### What you have to do
Retype the lines below exactly, from the one that contains "The response SHOULD mark one point per instance of the ice" through the last, and leave every picture out.

Saved entries:
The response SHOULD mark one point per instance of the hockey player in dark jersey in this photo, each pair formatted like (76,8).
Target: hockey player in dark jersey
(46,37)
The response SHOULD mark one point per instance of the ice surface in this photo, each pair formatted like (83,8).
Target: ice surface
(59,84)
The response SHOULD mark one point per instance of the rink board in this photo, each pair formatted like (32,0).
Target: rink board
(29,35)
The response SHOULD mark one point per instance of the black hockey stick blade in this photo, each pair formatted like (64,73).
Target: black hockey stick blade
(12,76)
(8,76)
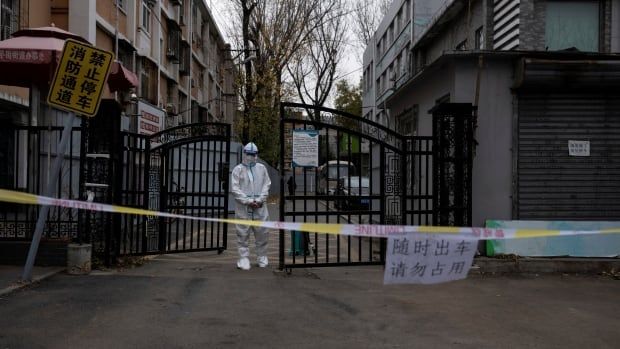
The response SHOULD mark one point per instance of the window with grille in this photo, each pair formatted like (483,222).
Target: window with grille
(9,18)
(146,17)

### Output of the exercise
The response SHOULD mark one point per instance of the ice surface in this photo, each pair formatted like (83,8).
Target: ice surface
(59,84)
The response SHOULD mark one point per instance of the rink board in this photo, each pair formatted like (32,0).
Target: rink board
(29,35)
The response SHOULD mark one point per instance of the black hockey stick blade in this photo, each pair formatted like (64,73).
Target: black hockey stick blade
(12,76)
(8,76)
The response SHOULD mark one point per instance of the window with grille in this photo, each pair formatted like (483,222).
Target: window with grille
(9,18)
(146,17)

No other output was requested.